* _Work request A_:
According to the fall-recovery guide, why should someone who cannot get up after a fall try to move their joints? Answer in one to three sentences.
* _Work request B_:
Reproduce the fall-recovery guide word for word from "2. Pull yourself" to "to stay warm.".

Follow These Five Steps for Getting Up
  1. Lie on your side, bend the leg that is on top and lift yourself onto your elbows or hands.
  2. Pull yourself toward an armchair or another sturdy object, then kneel while placing both hands on the chair or object.
  3. Place your stronger leg in front, holding on to the chair or object.
  4. Stand up.
  5. Very carefully, turn and sit down.
Practice these steps often and be prepared in case you fall. Most of all, stay calm. 

What to Do After a Fall… If You CANNOT Get Up
If you feel any discomfort or are unable to get up, try to get help.
  1. Call out for help if you think you can be heard. 
  2. If you have an emergency call device or telephone at hand, use it. 
  3. If you don't, try to slide yourself towards a telephone. 
  4. Make noise with your cane or another object to attract attention. 
  5. Wait for help in the most comfortable position for you. 
  6. KEEP WARM: If you can, place a pillow under your head and cover yourself with a piece of clothing or a blanket to stay warm. 
  7. Try to move your joints to ease circulation and prevent stiffness. 
When to See a Doctor
Whether you're the victim or the witness of a fall, never underestimate its seriousness. Even if it appears no harm was done, there could be after-effects.

* _Given data_:
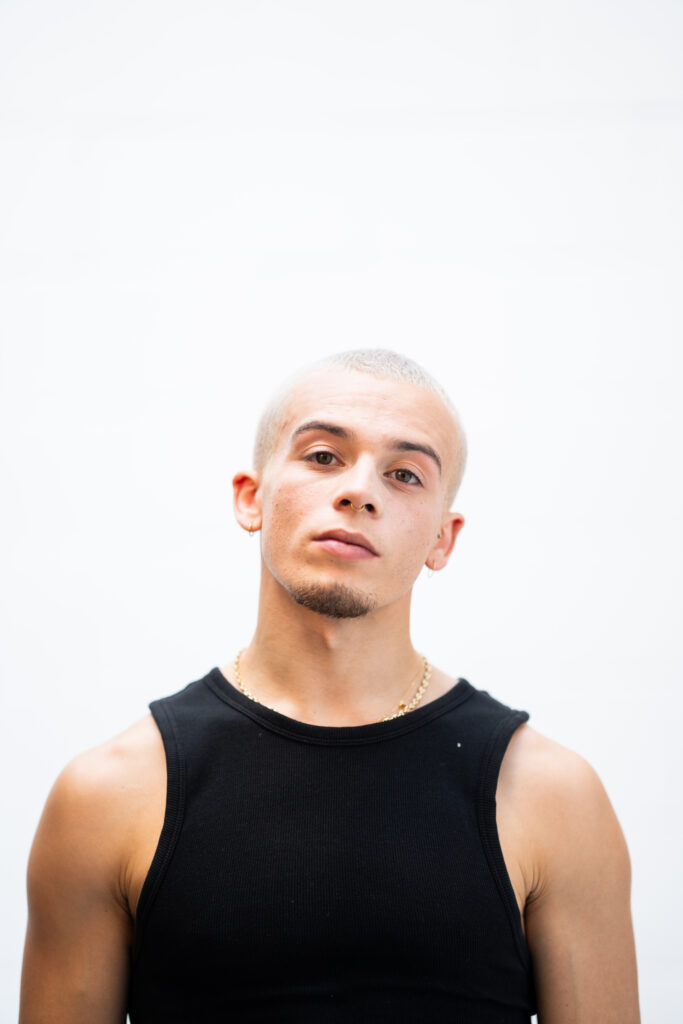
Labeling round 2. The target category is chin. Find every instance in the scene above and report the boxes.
[288,583,377,618]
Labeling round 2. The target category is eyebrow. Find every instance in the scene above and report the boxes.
[291,420,441,474]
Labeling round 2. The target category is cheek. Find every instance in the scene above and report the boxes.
[261,483,314,550]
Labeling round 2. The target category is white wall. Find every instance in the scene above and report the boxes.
[0,0,683,1024]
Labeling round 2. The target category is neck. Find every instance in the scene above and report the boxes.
[232,585,423,726]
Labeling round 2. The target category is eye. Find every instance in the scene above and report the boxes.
[306,450,335,466]
[393,469,422,486]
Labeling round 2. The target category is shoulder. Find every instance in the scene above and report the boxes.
[29,715,165,909]
[497,725,630,898]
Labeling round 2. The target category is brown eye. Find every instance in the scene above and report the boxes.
[309,452,334,466]
[394,469,420,483]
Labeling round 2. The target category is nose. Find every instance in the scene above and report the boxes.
[334,459,381,515]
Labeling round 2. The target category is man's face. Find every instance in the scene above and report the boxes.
[255,369,464,617]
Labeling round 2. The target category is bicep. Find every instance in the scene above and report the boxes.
[525,759,640,1024]
[19,770,131,1024]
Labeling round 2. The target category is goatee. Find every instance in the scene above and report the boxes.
[290,583,375,618]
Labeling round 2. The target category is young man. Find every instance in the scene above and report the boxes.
[20,350,639,1024]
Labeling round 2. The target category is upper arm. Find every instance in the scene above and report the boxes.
[501,729,640,1024]
[19,752,132,1024]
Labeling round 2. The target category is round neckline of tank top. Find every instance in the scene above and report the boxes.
[205,666,476,745]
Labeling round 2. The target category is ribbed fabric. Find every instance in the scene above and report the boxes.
[129,668,535,1024]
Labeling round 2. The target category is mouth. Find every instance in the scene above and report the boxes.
[314,529,378,558]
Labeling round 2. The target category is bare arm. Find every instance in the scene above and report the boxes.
[19,719,165,1024]
[505,728,640,1024]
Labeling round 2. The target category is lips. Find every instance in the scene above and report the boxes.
[315,529,378,555]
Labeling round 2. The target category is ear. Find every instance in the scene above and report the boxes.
[232,469,262,532]
[425,512,465,570]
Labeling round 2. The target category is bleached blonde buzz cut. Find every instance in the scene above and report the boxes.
[253,348,467,508]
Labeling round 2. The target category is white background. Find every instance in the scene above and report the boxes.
[0,0,683,1024]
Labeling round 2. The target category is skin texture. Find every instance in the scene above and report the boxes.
[20,372,639,1024]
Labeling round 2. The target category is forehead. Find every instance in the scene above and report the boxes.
[278,368,457,461]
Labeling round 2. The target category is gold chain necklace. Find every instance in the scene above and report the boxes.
[234,647,432,722]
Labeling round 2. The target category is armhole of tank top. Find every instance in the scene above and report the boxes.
[131,699,185,964]
[477,711,530,971]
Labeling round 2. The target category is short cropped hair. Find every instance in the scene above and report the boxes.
[254,348,467,507]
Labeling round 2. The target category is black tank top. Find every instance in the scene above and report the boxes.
[128,668,535,1024]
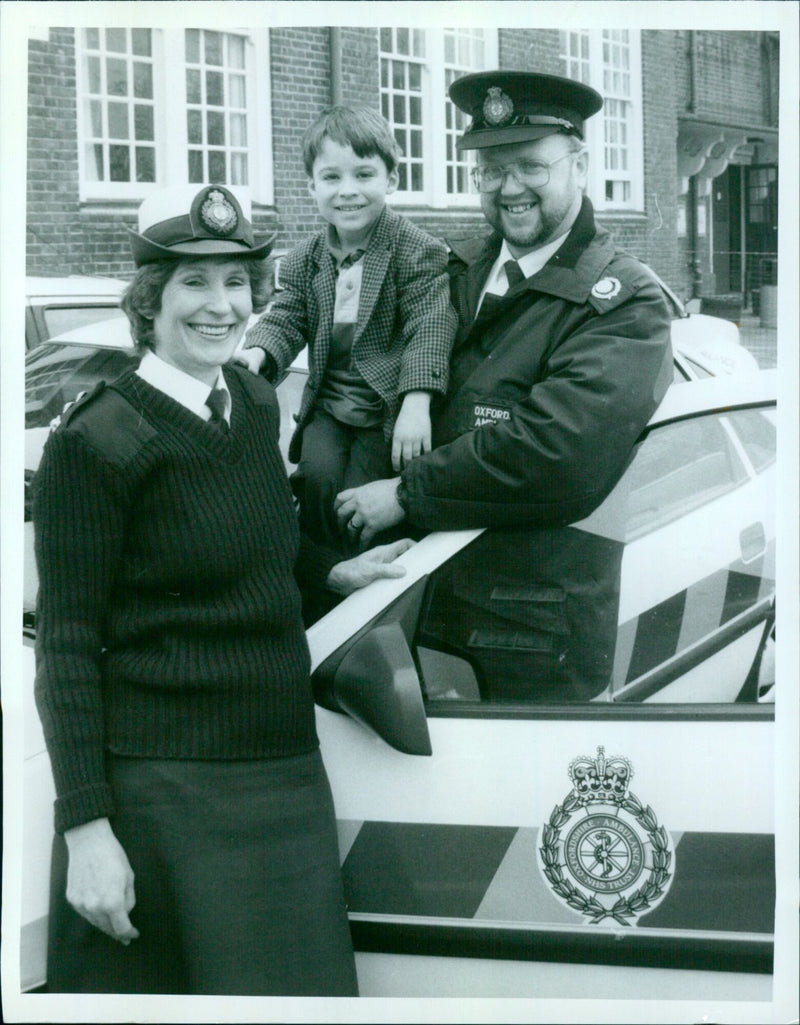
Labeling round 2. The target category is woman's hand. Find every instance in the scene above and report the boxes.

* _Task solution A_:
Moving the joints eases circulation and prevents stiffness.

* _Task solution B_:
2. Pull yourself toward an armchair or another sturdy object, then kneel while placing both hands on the chair or object.
  3. Place your stronger leg in front, holding on to the chair or object.
  4. Stand up.
  5. Very carefully, turn and sit down.
Practice these steps often and be prepared in case you fall. Most of all, stay calm. 

What to Do After a Fall… If You CANNOT Get Up
If you feel any discomfort or are unable to get up, try to get help.
  1. Call out for help if you think you can be heard. 
  2. If you have an emergency call device or telephone at hand, use it. 
  3. If you don't, try to slide yourself towards a telephone. 
  4. Make noise with your cane or another object to attract attention. 
  5. Wait for help in the most comfortable position for you. 
  6. KEEP WARM: If you can, place a pillow under your head and cover yourself with a piece of clothing or a blanket to stay warm.